### Required task
Could you reproduce the listing below with "put a dot on" replaced by "place a marker on" everywhere it occurs, keeping everything else the same?

### Data supplied
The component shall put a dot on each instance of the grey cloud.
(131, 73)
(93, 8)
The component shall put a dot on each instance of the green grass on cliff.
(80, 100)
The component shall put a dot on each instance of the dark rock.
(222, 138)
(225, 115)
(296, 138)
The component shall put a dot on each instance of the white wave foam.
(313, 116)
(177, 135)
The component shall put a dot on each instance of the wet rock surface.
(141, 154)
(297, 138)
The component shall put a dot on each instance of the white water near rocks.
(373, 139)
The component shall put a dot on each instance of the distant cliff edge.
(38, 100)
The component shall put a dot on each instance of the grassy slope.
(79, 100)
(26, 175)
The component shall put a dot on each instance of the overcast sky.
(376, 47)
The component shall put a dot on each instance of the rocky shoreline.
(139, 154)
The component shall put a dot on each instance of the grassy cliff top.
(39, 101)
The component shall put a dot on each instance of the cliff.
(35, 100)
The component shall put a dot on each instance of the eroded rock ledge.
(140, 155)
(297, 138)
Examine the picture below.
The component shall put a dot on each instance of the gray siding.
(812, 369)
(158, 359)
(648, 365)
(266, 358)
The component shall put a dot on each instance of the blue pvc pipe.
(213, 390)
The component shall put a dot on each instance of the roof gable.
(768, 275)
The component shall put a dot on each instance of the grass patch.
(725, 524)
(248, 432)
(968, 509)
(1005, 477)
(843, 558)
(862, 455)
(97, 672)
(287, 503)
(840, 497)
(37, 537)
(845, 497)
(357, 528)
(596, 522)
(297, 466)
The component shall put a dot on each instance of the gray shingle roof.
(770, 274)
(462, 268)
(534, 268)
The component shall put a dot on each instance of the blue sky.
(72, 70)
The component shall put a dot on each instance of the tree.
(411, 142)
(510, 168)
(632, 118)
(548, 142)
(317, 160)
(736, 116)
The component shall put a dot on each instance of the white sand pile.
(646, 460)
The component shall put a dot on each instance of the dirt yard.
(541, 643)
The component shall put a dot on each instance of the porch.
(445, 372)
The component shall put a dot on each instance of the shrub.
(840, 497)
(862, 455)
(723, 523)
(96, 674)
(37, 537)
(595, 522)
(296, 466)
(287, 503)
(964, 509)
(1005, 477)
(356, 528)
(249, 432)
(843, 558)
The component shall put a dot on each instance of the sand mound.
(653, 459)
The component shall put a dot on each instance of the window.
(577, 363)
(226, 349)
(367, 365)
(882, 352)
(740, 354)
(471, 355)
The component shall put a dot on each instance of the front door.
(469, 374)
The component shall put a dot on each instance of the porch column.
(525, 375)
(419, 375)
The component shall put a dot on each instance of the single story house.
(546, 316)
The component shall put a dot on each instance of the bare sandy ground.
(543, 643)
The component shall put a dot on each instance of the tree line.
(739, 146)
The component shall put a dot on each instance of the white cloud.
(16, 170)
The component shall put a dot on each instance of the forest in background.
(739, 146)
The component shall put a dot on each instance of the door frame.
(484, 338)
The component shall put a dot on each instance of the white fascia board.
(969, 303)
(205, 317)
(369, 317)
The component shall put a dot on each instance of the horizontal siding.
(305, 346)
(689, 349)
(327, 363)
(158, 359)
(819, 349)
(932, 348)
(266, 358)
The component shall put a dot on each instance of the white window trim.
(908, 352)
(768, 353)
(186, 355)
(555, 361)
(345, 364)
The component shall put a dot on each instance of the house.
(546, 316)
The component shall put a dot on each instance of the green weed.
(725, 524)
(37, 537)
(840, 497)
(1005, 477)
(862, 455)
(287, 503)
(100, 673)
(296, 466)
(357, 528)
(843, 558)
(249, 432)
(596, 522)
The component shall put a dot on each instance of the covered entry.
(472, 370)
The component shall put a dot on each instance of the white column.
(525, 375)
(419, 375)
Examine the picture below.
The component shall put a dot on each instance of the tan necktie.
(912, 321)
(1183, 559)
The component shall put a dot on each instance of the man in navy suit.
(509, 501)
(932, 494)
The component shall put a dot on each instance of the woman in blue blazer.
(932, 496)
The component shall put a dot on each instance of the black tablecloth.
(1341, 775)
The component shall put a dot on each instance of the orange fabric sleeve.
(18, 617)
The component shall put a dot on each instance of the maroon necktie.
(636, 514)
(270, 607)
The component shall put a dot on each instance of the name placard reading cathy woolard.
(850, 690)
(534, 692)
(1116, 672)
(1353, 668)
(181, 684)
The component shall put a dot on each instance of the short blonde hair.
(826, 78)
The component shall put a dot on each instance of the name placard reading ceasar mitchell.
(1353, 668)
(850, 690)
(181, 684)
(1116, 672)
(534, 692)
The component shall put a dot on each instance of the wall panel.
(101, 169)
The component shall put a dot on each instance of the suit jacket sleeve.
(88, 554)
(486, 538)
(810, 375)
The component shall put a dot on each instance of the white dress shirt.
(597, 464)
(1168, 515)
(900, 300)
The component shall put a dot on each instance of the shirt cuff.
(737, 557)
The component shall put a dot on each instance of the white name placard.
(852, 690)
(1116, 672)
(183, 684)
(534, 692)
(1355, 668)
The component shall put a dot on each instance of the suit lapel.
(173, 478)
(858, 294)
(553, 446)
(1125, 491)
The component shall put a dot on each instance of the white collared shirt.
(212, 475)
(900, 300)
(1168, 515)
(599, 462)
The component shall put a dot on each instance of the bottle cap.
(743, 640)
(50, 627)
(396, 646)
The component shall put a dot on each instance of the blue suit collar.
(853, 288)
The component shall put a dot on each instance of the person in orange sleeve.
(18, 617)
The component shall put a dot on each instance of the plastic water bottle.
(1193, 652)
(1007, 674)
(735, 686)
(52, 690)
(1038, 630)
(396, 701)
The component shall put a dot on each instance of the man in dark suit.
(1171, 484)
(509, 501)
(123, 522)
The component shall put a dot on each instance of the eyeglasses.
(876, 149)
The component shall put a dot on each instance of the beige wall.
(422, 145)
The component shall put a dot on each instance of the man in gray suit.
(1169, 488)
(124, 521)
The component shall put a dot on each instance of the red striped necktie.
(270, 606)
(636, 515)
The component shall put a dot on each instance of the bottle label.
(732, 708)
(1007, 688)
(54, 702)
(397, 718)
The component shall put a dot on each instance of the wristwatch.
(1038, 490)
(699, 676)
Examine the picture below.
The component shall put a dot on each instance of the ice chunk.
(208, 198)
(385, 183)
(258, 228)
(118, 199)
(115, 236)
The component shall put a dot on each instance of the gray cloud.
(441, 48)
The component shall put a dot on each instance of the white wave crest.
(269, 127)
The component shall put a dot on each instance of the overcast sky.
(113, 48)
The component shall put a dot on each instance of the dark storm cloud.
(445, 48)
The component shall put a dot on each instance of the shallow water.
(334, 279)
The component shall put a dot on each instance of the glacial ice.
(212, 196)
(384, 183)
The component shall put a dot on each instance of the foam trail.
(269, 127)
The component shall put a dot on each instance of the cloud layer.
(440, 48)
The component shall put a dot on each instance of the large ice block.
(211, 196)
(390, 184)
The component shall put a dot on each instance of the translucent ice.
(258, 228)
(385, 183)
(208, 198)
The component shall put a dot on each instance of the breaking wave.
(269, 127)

### Final answer
The component shall place a marker on each instance of the grey cloud.
(131, 73)
(93, 8)
The component shall place a marker on each instance of the green grass on cliff.
(80, 100)
The component shall place a marker on each instance of the dark rock.
(222, 138)
(225, 115)
(296, 138)
The component shall place a marker on each instance of the white wave foam.
(313, 116)
(177, 135)
The component shall place a marker on each instance of the wet rock surface.
(141, 154)
(297, 138)
The component shall place a marker on each instance of the white water near rocks.
(373, 139)
The component shall place a marker on each instance of the distant cliff edge.
(38, 100)
The component shall place a marker on each instance of the grassy slope.
(79, 100)
(26, 175)
The component shall place a marker on each instance of the overcast sky.
(376, 47)
The component shall place a marker on each instance of the rocky shoreline.
(139, 154)
The component shall place a marker on each instance of the grassy cliff top.
(39, 101)
The component shall place a marker on each instance of the cliff.
(35, 100)
The component shall place a marker on each instance of the eroded rock ledge.
(140, 155)
(297, 138)
Examine the picture below.
The component shall place a marker on each instance of the gray siding.
(812, 369)
(158, 359)
(648, 365)
(266, 358)
The component shall place a marker on each instance of the blue pvc pipe.
(213, 390)
The component shall place a marker on each instance of the roof gable.
(768, 275)
The component shall place a marker on each instance of the grass patch.
(725, 524)
(248, 432)
(968, 509)
(1005, 477)
(843, 558)
(862, 455)
(97, 672)
(287, 503)
(840, 497)
(37, 537)
(845, 497)
(357, 528)
(596, 522)
(297, 466)
The component shall place a marker on each instance of the gray shingle roof.
(770, 274)
(462, 268)
(534, 268)
The component shall place a marker on each instance of the blue sky.
(72, 70)
The component shall place a marker on each instance of the tree.
(411, 142)
(510, 168)
(632, 118)
(548, 142)
(317, 160)
(736, 116)
The component shall place a marker on each instance of the white sand pile.
(646, 460)
The component shall place a marker on each instance of the dirt yard.
(541, 643)
The component shall place a marker on each instance of the porch.
(445, 372)
The component shall place a marker on each instance of the shrub.
(840, 497)
(862, 455)
(723, 523)
(96, 674)
(37, 537)
(595, 522)
(296, 466)
(287, 503)
(964, 509)
(1005, 477)
(356, 528)
(249, 432)
(843, 558)
The component shall place a marker on each instance of the sand mound.
(653, 459)
The component shall place a marker on each instance of the window.
(577, 363)
(226, 349)
(367, 365)
(882, 352)
(740, 354)
(471, 355)
The component shall place a marker on each instance of the front door.
(469, 374)
The component shall place a marker on each instance of the porch column.
(525, 375)
(419, 375)
The component shall place a marker on each instance of the single story house.
(546, 316)
The component shall place a marker on each instance of the bare sandy ground.
(543, 643)
The component shall place a marker on each instance of the tree line.
(739, 146)
The component shall place a marker on each instance of the white cloud.
(16, 170)
The component shall place a marker on each instance of the forest in background.
(739, 146)
The component shall place a marker on each instance of the door frame.
(484, 338)
The component shall place a marker on each instance of the white fascia board.
(969, 303)
(205, 317)
(369, 317)
The component shall place a marker on each instance of the horizontal siding.
(305, 346)
(689, 349)
(327, 363)
(158, 359)
(819, 349)
(932, 348)
(266, 358)
The component shall place a marker on each instance of the white window trim.
(908, 352)
(768, 353)
(186, 355)
(555, 361)
(345, 364)
The component shall place a marker on each instance of the house.
(546, 316)
The component shall place a marker on each instance of the green weed.
(725, 524)
(37, 537)
(840, 497)
(1005, 477)
(862, 455)
(287, 503)
(100, 673)
(296, 466)
(357, 528)
(843, 558)
(249, 432)
(596, 522)
The component shall place a marker on each instance of the covered entry.
(472, 370)
The component shall place a marker on each instance of the white column.
(525, 375)
(419, 375)
Examine the picture below.
The component shall place a marker on each instance of the tan necktie.
(912, 321)
(1183, 559)
The component shall place a marker on each instance of the man in navy suit.
(509, 501)
(932, 494)
The component shall place a marker on each instance of the woman in blue blazer.
(932, 496)
The component shall place a marker on each instance of the black tablecloth.
(1341, 775)
The component shall place a marker on each instance of the orange fabric sleeve.
(18, 617)
The component shall place a marker on each instance of the maroon necktie.
(636, 514)
(270, 607)
The component shall place a marker on each instance of the name placard reading cathy woolard.
(850, 690)
(534, 692)
(1116, 672)
(1353, 668)
(181, 684)
The component shall place a marker on each instance of the short blonde hair.
(826, 78)
The component shall place a marker on each instance of the name placard reading ceasar mitchell.
(1353, 668)
(850, 690)
(181, 684)
(1116, 672)
(534, 692)
The component shall place a marker on each instance of the wall panel.
(101, 169)
The component shall place a marker on each instance of the suit jacket sleeve.
(88, 554)
(486, 538)
(810, 375)
The component shall place a marker on each instance of the white dress shirt.
(597, 464)
(1168, 515)
(900, 300)
The component shall place a marker on each instance of the shirt cuff.
(737, 557)
The component shall place a marker on each instance of the white name placard.
(852, 690)
(1116, 672)
(183, 684)
(534, 692)
(1355, 668)
The component shall place a marker on each instance of the suit lapel.
(173, 478)
(858, 294)
(553, 446)
(1125, 491)
The component shall place a marker on each instance of the white collared shirt.
(212, 475)
(900, 300)
(1168, 515)
(599, 462)
The component shall place a marker on each instance of the bottle cap.
(743, 640)
(50, 627)
(396, 646)
The component shall place a marker on each instance of the blue suit collar.
(853, 288)
The component shall place a marker on each instance of the person in orange sleeve.
(18, 617)
The component shall place a marker on each instance of the plastic water bottle.
(1193, 652)
(1007, 674)
(735, 686)
(52, 690)
(1038, 630)
(396, 701)
The component shall place a marker on each instance of the man in dark suit.
(1171, 484)
(509, 501)
(123, 522)
The component shall place a marker on each instance of the eyeglasses.
(876, 149)
The component shall place a marker on each instance of the beige wall.
(422, 145)
The component shall place a marker on each instance of the man in gray suit.
(1169, 488)
(124, 521)
The component shall place a marker on each instance of the red striped necktie.
(270, 606)
(636, 515)
The component shall place a marker on each instance of the bottle label.
(732, 708)
(1007, 688)
(54, 702)
(397, 718)
The component shall place a marker on each instance of the wristwatch.
(1038, 490)
(699, 676)
Examine the picture below.
The component shall place a marker on each instance of the ice chunk.
(208, 198)
(385, 183)
(258, 228)
(118, 199)
(115, 236)
The component shall place a marker on each instance of the gray cloud.
(441, 48)
The component shall place a marker on each instance of the white wave crest.
(269, 127)
The component shall place a marker on each instance of the overcast sky.
(113, 48)
The component shall place a marker on each instance of the dark storm cloud.
(445, 48)
The component shall place a marker on each instance of the shallow water.
(334, 279)
The component shall place a marker on each instance of the glacial ice.
(212, 196)
(384, 183)
The component shall place a marker on each instance of the foam trail.
(269, 127)
The component shall place a marker on each instance of the cloud layer.
(440, 48)
The component shall place a marker on each instance of the large ice block.
(211, 196)
(390, 184)
The component shall place a marker on each instance of the translucent ice.
(258, 228)
(385, 183)
(208, 198)
The component shall place a marker on each instance of the breaking wave.
(269, 127)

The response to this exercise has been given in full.